## Exercise brief
Could you arrange the listing below as a Markdown table with the columns Row and Line, giving every non-blank line its own numbered row and leaving out blank lines?

## Available data
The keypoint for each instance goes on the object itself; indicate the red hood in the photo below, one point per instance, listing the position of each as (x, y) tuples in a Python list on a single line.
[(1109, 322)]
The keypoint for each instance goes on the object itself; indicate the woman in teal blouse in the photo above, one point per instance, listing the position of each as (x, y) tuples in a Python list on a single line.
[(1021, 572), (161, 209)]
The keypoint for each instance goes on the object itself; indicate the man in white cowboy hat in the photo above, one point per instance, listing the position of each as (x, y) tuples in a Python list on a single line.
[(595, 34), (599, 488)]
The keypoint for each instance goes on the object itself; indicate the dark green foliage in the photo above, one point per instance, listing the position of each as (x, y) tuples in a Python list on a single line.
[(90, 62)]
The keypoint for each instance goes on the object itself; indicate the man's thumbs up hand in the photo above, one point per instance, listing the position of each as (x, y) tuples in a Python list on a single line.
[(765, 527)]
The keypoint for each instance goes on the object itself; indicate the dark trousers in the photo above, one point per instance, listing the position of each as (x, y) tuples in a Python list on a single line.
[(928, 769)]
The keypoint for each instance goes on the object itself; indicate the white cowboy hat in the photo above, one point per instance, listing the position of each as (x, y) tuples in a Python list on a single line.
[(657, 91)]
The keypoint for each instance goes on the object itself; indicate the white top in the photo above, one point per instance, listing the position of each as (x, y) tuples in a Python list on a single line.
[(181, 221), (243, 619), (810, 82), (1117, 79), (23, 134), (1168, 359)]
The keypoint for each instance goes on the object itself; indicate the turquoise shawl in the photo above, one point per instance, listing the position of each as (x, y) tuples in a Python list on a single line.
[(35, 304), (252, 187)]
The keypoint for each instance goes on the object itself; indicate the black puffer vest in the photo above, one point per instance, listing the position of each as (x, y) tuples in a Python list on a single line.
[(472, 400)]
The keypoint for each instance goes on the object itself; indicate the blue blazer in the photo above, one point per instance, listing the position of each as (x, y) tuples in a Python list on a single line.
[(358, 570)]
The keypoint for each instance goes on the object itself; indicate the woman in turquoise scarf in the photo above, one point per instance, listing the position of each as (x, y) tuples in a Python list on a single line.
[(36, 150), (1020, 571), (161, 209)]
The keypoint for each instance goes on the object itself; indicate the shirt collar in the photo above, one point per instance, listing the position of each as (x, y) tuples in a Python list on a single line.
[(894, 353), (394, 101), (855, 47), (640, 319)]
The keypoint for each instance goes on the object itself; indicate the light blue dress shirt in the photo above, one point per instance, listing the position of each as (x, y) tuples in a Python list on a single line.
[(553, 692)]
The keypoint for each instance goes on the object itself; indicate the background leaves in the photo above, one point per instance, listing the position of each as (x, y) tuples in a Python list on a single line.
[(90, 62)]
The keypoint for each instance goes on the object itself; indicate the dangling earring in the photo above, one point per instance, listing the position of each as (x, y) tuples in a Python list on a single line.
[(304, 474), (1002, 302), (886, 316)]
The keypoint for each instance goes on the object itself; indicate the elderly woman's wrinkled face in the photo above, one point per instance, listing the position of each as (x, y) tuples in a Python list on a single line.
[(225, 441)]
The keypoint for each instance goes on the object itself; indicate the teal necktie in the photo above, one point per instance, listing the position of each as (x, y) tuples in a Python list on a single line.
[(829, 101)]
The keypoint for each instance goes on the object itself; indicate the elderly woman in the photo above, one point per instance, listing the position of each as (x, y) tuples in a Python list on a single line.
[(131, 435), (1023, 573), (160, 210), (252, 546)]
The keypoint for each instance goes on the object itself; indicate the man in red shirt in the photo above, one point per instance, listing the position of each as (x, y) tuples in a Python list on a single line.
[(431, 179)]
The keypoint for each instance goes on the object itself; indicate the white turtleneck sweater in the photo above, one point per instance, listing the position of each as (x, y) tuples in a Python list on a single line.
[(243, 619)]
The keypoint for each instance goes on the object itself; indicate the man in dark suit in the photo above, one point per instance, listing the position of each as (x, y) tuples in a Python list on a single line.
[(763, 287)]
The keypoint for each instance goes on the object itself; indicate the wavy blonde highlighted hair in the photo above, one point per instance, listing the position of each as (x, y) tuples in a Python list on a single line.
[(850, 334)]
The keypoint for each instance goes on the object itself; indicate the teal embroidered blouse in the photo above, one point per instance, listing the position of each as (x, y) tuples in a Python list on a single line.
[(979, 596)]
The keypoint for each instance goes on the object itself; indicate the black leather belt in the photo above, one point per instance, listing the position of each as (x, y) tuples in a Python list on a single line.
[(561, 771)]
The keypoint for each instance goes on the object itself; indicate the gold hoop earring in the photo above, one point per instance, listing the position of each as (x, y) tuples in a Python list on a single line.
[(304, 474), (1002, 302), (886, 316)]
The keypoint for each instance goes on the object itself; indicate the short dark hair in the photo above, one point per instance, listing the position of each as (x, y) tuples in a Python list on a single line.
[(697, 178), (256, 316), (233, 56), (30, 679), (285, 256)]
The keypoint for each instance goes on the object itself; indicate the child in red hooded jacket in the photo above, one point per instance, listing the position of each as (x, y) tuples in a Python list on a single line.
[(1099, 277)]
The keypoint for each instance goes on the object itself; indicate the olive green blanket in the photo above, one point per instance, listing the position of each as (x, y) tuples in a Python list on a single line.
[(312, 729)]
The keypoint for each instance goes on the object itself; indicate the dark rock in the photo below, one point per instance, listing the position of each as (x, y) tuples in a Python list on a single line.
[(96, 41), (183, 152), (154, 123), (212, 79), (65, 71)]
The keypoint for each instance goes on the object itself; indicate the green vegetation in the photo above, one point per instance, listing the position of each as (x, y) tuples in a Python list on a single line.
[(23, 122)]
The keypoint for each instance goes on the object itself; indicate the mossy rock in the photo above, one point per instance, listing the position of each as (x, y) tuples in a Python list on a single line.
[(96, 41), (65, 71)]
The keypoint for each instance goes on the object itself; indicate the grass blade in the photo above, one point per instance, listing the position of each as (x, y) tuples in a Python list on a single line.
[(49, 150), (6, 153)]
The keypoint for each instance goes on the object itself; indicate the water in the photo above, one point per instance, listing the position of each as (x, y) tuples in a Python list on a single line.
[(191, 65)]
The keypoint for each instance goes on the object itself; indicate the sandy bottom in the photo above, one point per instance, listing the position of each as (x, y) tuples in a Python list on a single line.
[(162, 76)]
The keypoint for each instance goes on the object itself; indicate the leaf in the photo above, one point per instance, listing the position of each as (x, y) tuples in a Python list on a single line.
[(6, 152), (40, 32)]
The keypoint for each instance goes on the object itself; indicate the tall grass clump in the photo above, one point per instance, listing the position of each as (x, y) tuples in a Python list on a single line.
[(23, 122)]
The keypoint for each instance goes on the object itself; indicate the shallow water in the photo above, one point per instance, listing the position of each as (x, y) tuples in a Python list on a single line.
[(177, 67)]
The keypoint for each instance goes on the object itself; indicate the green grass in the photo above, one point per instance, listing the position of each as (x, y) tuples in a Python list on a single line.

## Solution to the problem
| Row | Line |
|---|---|
| 1 | The keypoint for each instance goes on the object itself; indicate the red hood in the photo below, one point per instance, listing the position of each as (x, y) tuples in a Python list on a single line. |
| 2 | [(1109, 322)] |
| 3 | The keypoint for each instance goes on the object itself; indicate the woman in teal blouse in the photo above, one point per instance, listing the position of each as (x, y) tuples in a Python list on a single line. |
| 4 | [(1021, 572), (161, 209)] |
| 5 | The keypoint for each instance goes on the object itself; indicate the man in white cowboy hat in the photo above, one point per instance, listing the position of each as (x, y) tuples in a Python list on a single line. |
| 6 | [(595, 34), (599, 488)] |
| 7 | The keypoint for each instance goes on the object itself; indicate the dark green foliage in the photo above, one point per instance, listing the position of each as (x, y) tuples in a Python list on a single line. |
| 8 | [(90, 62)] |
| 9 | The keypoint for each instance goes on the object itself; indicate the man's thumbs up hand in the photo above, one point per instance, listing the position of each as (x, y) tuples in a Python list on a single line. |
| 10 | [(765, 527)] |
| 11 | The keypoint for each instance goes on the object itself; indicate the dark trousers in the photo above, one point per instance, listing the position of each as (x, y) tuples in a Python list on a single line. |
| 12 | [(928, 769)] |
| 13 | The keypoint for each instance goes on the object itself; indicate the white cowboy hat in the photo above, one point per instance, listing the position of each as (x, y) tuples in a Python list on a single line. |
| 14 | [(657, 91)] |
| 15 | The keypoint for each instance goes on the object itself; indicate the white top in the photo above, one point per instance, listing the position of each as (x, y) tuples in a Python list on a single line. |
| 16 | [(181, 221), (243, 619), (810, 82), (1117, 79), (23, 134), (1168, 359)] |
| 17 | The keypoint for each instance goes on the object itself; indicate the turquoise shawl in the photo above, one point per instance, listing the position of each as (x, y) tuples in a Python list on a single line. |
| 18 | [(35, 304), (252, 187)] |
| 19 | The keypoint for each instance goes on the object itself; indicate the black puffer vest in the photo above, one point per instance, listing the position of each as (x, y) tuples in a Python list on a single line. |
| 20 | [(472, 400)] |
| 21 | The keypoint for each instance goes on the object itself; indicate the blue blazer in the photo above, one point per instance, listing the position of each as (x, y) tuples in a Python list on a single line. |
| 22 | [(358, 570)] |
| 23 | The keypoint for each instance goes on the object itself; indicate the woman in turquoise scarf in the photo above, one point per instance, listing the position of each as (x, y) tuples in a Python list on a single line. |
| 24 | [(36, 150), (1020, 571), (161, 209)] |
| 25 | The keypoint for each instance goes on the object itself; indicate the shirt collar in the photo above, one point per instance, listing the position of each as (x, y) tuples in a Python list on a single line. |
| 26 | [(894, 353), (394, 101), (855, 47), (640, 319)] |
| 27 | The keypoint for each instance goes on the object itself; indicate the light blue dress shirt in the photo above, one point per instance, listing the position of each as (x, y) tuples in a Python list on a single line. |
| 28 | [(553, 692)] |
| 29 | The keypoint for each instance goes on the object itself; indicate the background leaves in the photo above, one point per instance, listing the position of each as (x, y) tuples in a Python list on a single line. |
| 30 | [(90, 62)] |
| 31 | The keypoint for each instance goes on the object itself; indicate the dangling earring in the photo above, one point per instance, listing the position of each as (x, y) tuples in a Python list on a single line. |
| 32 | [(304, 474), (1002, 302), (886, 316)] |
| 33 | The keypoint for each instance goes on the object itself; indicate the elderly woman's wrinkled face in the photo above, one point per instance, listing the position of each as (x, y) tuples in a Python list on a single line. |
| 34 | [(225, 441)] |
| 35 | The keypoint for each instance goes on the object itself; indicate the teal necktie in the photo above, one point per instance, listing the position of each as (x, y) tuples in a Python list on a single line. |
| 36 | [(829, 101)] |
| 37 | The keypoint for each instance goes on the object itself; indicate the elderly woman in the photo above, one point per instance, listing the position of each as (x, y) tuples in a Python list on a single line. |
| 38 | [(131, 435), (1023, 573), (160, 210), (252, 546)] |
| 39 | The keypoint for each instance goes on the object itself; indicate the man in red shirt in the photo above, one point per instance, listing the position of each as (x, y) tuples in a Python list on a single line. |
| 40 | [(431, 179)] |
| 41 | The keypoint for each instance goes on the object itself; indicate the white turtleneck sweater in the photo above, one point per instance, listing the position of each as (x, y) tuples in a Python list on a single line. |
| 42 | [(243, 619)] |
| 43 | The keypoint for each instance goes on the object itself; indicate the man in dark suit in the photo above, one point per instance, listing the position of each as (x, y) tuples in a Python list on a single line. |
| 44 | [(763, 287)] |
| 45 | The keypoint for each instance goes on the object itself; indicate the wavy blonde highlighted hair in the photo above, one point per instance, listing the position of each as (x, y) tuples in a Python list on a single line. |
| 46 | [(850, 334)] |
| 47 | The keypoint for each instance goes on the object itself; indicate the teal embroidered blouse in the photo above, one point per instance, listing the position of each as (x, y) tuples in a Python list on a single line. |
| 48 | [(979, 596)] |
| 49 | The keypoint for each instance goes on the object itself; indicate the black leather belt in the photo above, one point per instance, listing the position of each as (x, y) tuples in a Python list on a single line. |
| 50 | [(561, 771)] |
| 51 | The keypoint for each instance goes on the object itself; indicate the gold hoop earring in the photo above, one point per instance, listing the position of each as (x, y) tuples in a Python list on a single line. |
| 52 | [(304, 474), (1002, 302), (886, 316)] |
| 53 | The keypoint for each instance goes on the object itself; indicate the short dark hair in the photo above, one point per instance, listing the position of each as (x, y) tuples in a Python list on a single line. |
| 54 | [(697, 178), (256, 316), (233, 56), (30, 679), (285, 256)] |
| 55 | The keypoint for each instance goes on the object itself; indicate the child in red hooded jacket in the photo above, one point per instance, listing the position of each as (x, y) tuples in a Python list on a single line. |
| 56 | [(1099, 277)] |
| 57 | The keypoint for each instance goes on the object itself; indicate the olive green blanket in the photo above, one point per instance, listing the position of each as (x, y) tuples in a Python list on a single line. |
| 58 | [(312, 729)] |
| 59 | The keypoint for each instance goes on the object itself; indicate the dark rock in the photo below, one point per instance, listing the position of each as (x, y) tuples in a Python list on a single line. |
| 60 | [(96, 41), (183, 152), (154, 123), (212, 79), (65, 71)] |
| 61 | The keypoint for each instance goes on the object itself; indicate the green vegetation in the photo above, one point per instance, listing the position of each as (x, y) tuples in a Python list on a single line. |
| 62 | [(23, 122)] |
| 63 | The keypoint for each instance goes on the object itself; indicate the mossy rock in the photo above, one point per instance, listing the position of each as (x, y) tuples in a Python list on a single line. |
| 64 | [(96, 41), (65, 71)] |
| 65 | The keypoint for each instance goes on the object itself; indicate the grass blade in the photo above, one point per instance, listing the position of each as (x, y) tuples in a Python list on a single line. |
| 66 | [(49, 150), (6, 153)] |
| 67 | The keypoint for each instance goes on the object itself; indicate the water in the photo above, one point per instance, listing the position of each as (x, y) tuples in a Python list on a single line. |
| 68 | [(191, 65)] |
| 69 | The keypoint for each instance goes on the object itself; indicate the sandy bottom in the photo above, one point per instance, listing the position of each as (x, y) tuples in a Python list on a single line. |
| 70 | [(162, 76)] |
| 71 | The keypoint for each instance goes on the object itself; indicate the leaf in the photo above, one point per instance, listing the position of each as (x, y) tuples in a Python list on a single line. |
| 72 | [(6, 152), (40, 32)] |
| 73 | The keypoint for each instance goes on the object itself; indicate the tall grass clump in the photo above, one point per instance, listing the position of each as (x, y) tuples in a Python list on a single line. |
| 74 | [(23, 122)] |
| 75 | The keypoint for each instance goes on the object itself; indicate the shallow water in the photo above, one point per instance, listing the position of each as (x, y) tuples in a Python list on a single line. |
| 76 | [(177, 67)] |
| 77 | The keypoint for each instance goes on the object itself; indicate the green grass in the photo above, one point per instance, listing the position of each as (x, y) tuples in a Python list on a single line. |